_Your objective_.
Retype the records that come next, word for word.
◇ ◇ ◇ ◇ ◇
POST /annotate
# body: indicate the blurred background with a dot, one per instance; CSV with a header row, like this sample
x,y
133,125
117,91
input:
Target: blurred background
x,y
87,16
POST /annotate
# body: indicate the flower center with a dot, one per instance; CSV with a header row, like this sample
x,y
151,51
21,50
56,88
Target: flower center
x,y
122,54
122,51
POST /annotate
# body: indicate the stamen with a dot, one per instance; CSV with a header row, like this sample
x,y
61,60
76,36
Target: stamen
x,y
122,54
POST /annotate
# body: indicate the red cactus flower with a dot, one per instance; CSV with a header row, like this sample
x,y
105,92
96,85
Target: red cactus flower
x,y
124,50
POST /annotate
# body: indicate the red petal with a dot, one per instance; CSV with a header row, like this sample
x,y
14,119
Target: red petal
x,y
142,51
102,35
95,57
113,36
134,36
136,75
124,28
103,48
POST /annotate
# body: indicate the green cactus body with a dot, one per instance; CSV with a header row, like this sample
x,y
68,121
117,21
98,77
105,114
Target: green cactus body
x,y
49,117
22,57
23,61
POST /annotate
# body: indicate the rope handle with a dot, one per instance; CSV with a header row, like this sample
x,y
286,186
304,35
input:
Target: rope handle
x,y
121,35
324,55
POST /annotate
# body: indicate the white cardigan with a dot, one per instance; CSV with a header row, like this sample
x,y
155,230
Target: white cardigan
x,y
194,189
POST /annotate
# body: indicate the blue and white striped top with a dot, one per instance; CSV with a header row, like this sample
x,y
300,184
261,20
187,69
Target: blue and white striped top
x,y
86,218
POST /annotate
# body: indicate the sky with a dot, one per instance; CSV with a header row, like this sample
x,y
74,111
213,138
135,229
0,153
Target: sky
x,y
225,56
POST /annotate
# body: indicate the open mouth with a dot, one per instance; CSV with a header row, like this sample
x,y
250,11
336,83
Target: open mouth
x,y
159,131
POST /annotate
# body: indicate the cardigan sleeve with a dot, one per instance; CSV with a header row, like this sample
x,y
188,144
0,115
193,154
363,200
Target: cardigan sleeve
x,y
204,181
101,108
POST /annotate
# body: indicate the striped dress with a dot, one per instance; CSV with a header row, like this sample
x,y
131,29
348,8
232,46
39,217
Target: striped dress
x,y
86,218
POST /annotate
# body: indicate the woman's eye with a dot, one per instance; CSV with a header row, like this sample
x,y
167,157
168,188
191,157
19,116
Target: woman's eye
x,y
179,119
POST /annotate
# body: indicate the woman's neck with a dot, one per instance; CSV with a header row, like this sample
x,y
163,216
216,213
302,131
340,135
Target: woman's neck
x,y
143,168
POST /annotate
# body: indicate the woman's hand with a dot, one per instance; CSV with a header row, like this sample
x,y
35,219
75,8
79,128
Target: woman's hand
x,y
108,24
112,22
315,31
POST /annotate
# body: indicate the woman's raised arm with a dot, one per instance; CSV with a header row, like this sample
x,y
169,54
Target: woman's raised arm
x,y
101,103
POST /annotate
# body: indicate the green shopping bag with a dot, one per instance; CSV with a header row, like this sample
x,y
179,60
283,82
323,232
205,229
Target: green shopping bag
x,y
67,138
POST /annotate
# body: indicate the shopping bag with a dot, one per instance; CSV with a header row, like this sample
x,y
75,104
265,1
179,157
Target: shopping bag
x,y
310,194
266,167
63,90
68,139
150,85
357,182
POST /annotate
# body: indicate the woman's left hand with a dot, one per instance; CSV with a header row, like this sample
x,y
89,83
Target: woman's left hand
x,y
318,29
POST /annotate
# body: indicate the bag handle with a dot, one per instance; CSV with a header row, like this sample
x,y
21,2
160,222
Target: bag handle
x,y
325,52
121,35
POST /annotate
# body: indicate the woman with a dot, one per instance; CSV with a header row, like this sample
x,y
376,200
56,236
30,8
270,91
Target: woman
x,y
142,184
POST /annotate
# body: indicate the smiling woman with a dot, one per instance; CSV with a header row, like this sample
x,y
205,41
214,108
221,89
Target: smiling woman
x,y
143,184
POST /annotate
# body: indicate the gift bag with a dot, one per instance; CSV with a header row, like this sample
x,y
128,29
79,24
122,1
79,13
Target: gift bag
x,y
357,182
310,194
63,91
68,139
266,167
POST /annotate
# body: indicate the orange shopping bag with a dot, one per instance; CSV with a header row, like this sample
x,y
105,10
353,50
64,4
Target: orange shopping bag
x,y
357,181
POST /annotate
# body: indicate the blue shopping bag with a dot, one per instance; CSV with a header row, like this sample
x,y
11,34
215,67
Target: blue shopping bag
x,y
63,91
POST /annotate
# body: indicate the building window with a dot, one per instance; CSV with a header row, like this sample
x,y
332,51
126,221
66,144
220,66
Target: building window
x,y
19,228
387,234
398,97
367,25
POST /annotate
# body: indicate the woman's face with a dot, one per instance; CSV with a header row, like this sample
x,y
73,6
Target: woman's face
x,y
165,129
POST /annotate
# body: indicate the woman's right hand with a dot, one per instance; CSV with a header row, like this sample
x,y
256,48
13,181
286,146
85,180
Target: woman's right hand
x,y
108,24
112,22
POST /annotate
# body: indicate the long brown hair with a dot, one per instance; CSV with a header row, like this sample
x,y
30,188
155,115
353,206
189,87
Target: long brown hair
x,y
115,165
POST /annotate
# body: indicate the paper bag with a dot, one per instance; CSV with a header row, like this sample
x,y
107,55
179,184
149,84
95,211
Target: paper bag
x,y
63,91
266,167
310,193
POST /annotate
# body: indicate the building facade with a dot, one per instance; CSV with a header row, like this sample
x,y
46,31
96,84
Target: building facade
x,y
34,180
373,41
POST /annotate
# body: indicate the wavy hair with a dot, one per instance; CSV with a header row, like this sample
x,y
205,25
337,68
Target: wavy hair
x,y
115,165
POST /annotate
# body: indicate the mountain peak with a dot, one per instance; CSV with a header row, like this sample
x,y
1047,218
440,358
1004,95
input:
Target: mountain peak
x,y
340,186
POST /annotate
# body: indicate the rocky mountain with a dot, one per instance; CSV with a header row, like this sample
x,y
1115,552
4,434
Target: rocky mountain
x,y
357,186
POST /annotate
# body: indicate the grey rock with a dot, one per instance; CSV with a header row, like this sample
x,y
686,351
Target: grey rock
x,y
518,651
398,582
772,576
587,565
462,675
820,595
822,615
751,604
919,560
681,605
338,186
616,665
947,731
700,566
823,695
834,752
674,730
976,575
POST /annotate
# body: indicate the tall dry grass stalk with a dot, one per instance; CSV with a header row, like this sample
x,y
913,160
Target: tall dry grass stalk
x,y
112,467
◇ ◇ ◇ ◇ ◇
_Result of the exercise_.
POST /annotate
# body: indicate the blurred background with a dot, one per instance; CSV with a header row, like this sample
x,y
133,125
117,91
input:
Target: blurred background
x,y
87,16
POST /annotate
# body: indicate the flower center with a dot, one per instance; CSV with a header row, like this sample
x,y
151,51
21,50
56,88
Target: flower center
x,y
122,54
122,51
POST /annotate
# body: indicate the stamen with a dot, one per instance; CSV with a header row, like this sample
x,y
61,60
76,36
Target: stamen
x,y
122,54
POST /annotate
# body: indicate the red cactus flower with a dot, one per instance; CSV with a header row, like this sample
x,y
105,92
96,85
Target: red cactus flower
x,y
124,50
POST /annotate
# body: indicate the red petal with a dot, one per instance; CSV with a header row, like this sample
x,y
14,119
Target: red petal
x,y
142,51
102,35
95,57
113,36
134,36
136,75
124,28
103,48
POST /annotate
# body: indicate the green cactus body with a dot, one per instance; CSV with a header row, like this sample
x,y
68,121
117,21
98,77
105,114
Target: green cactus body
x,y
49,117
22,57
23,61
POST /annotate
# body: indicate the rope handle with a dot, one per instance; CSV with a header row, like this sample
x,y
286,186
304,35
input:
Target: rope handle
x,y
121,35
324,55
POST /annotate
# body: indicate the white cardigan with a dot, one per instance; CSV with a header row, like this sample
x,y
155,230
Target: white cardigan
x,y
194,189
POST /annotate
# body: indicate the blue and white striped top with a dot, one per instance; CSV with a header row, like this sample
x,y
300,184
261,20
187,69
Target: blue and white striped top
x,y
86,218
POST /annotate
# body: indicate the sky with a dot, one per instance; CSV with a header row, like this sample
x,y
74,111
213,138
135,229
0,153
Target: sky
x,y
225,56
POST /annotate
# body: indicate the open mouth with a dot, one per instance; CSV with a header row, like this sample
x,y
250,11
336,83
Target: open mouth
x,y
159,131
POST /annotate
# body: indicate the cardigan sleeve with a dot, one per instance; CSV with a header row, like this sample
x,y
188,144
0,115
193,154
363,200
Target: cardigan sleeve
x,y
204,181
101,108
POST /annotate
# body: indicate the striped dress with a dot, one per instance; CSV with a header row, like this sample
x,y
131,29
348,8
232,46
39,217
Target: striped dress
x,y
86,218
POST /annotate
# body: indicate the woman's eye with a dot, one per instance; CSV with a header row, like this sample
x,y
167,157
168,188
191,157
19,116
Target: woman's eye
x,y
179,119
POST /annotate
# body: indicate the woman's neck with a dot, one per instance; CSV with a header row, like this sample
x,y
163,216
216,213
302,131
340,135
Target: woman's neck
x,y
143,168
POST /annotate
# body: indicate the woman's hand with a dot, one per instance; CSV with a header row, like this sample
x,y
35,219
75,8
79,128
Target: woman's hand
x,y
108,24
112,22
315,31
POST /annotate
# body: indicate the woman's raised arm with a dot, one per instance; CSV with a header row, like this sample
x,y
169,54
Target: woman's raised arm
x,y
101,103
POST /annotate
# body: indicate the green shopping bag with a dot, one per instance; CSV with a header row, like this sample
x,y
179,60
283,82
323,232
205,229
Target: green shopping bag
x,y
67,138
POST /annotate
# body: indicate the shopping bag with a dot, one per instance; CSV with a header row, like this sample
x,y
75,104
265,1
179,157
Target: shopping bag
x,y
310,194
266,167
63,90
68,139
150,85
357,182
POST /annotate
# body: indicate the woman's left hand with a dot, one per instance; CSV with a header row, like this sample
x,y
89,83
Target: woman's left hand
x,y
318,29
POST /annotate
# body: indicate the bag handle with a dot, one per instance; CSV with a header row, like this sample
x,y
21,2
160,222
Target: bag handle
x,y
325,52
121,35
POST /annotate
# body: indicate the woman with a dot, one per instance; CSV with a header row, like this sample
x,y
376,200
56,236
30,8
270,91
Target: woman
x,y
142,184
POST /annotate
# body: indicate the smiling woman with a dot, one per instance; CSV with a header row, like this sample
x,y
205,41
214,108
221,89
Target: smiling woman
x,y
143,184
POST /annotate
# body: indicate the gift bag with a dot, one per instance; CSV with a header row, like this sample
x,y
128,29
79,24
122,1
79,13
Target: gift bag
x,y
357,182
310,194
63,91
68,139
266,167
POST /annotate
# body: indicate the orange shopping bag with a dot, one per instance; CSV with a header row, like this sample
x,y
105,10
353,50
64,4
Target: orange shopping bag
x,y
357,181
POST /annotate
# body: indicate the blue shopping bag with a dot, one per instance; CSV with a header row, like this sample
x,y
11,34
215,67
Target: blue shopping bag
x,y
63,91
POST /annotate
# body: indicate the building window with a dot, one per instance; CSV with a header row, like this sample
x,y
332,51
126,221
66,144
220,66
Target: building window
x,y
19,228
387,234
398,97
367,25
POST /annotate
# body: indicate the woman's face with a dot, one per instance; CSV with a header row, like this sample
x,y
73,6
Target: woman's face
x,y
165,129
POST /annotate
# body: indicate the woman's right hand with a dot, one per instance; CSV with a header row, like this sample
x,y
256,48
13,181
286,146
85,180
Target: woman's right hand
x,y
108,24
112,22
POST /annotate
# body: indicate the long brown hair with a dot, one per instance; CSV with a header row, like this sample
x,y
30,188
155,115
353,206
189,87
Target: long brown hair
x,y
115,165
POST /annotate
# body: indicate the paper bag with a dot, one per instance; CSV with a header row, like this sample
x,y
107,55
179,184
149,84
95,211
Target: paper bag
x,y
63,91
266,167
310,193
POST /annotate
# body: indicate the building facade with a dot, one per instance; CSV with a header row, like this sample
x,y
46,31
96,84
Target: building facade
x,y
34,180
373,41
POST /annotate
# body: indicate the wavy hair with a dot, one per instance; CSV with a header row, like this sample
x,y
205,25
337,68
Target: wavy hair
x,y
115,165
POST /annotate
# body: indicate the mountain peak with a dot, one per instance; CSV with a header row, like this sample
x,y
1047,218
440,358
1004,95
input:
Target: mountain peak
x,y
340,186
POST /annotate
# body: indicate the rocky mountain with a dot, one per instance; CSV with a header row, like this sample
x,y
1115,552
4,434
Target: rocky mountain
x,y
357,186
POST /annotate
# body: indicate the grey rock with a dot, one per instance; CSV with a header row, like this sample
x,y
686,351
Target: grey rock
x,y
518,651
398,582
772,576
587,565
462,675
820,595
822,615
751,604
919,560
681,605
338,186
616,665
947,731
700,566
823,695
834,752
674,730
976,575
POST /annotate
# body: indicate the tall dry grass stalk with a dot, one per instance; CSV with a header row, like this sample
x,y
913,160
Target: tall dry grass stalk
x,y
112,467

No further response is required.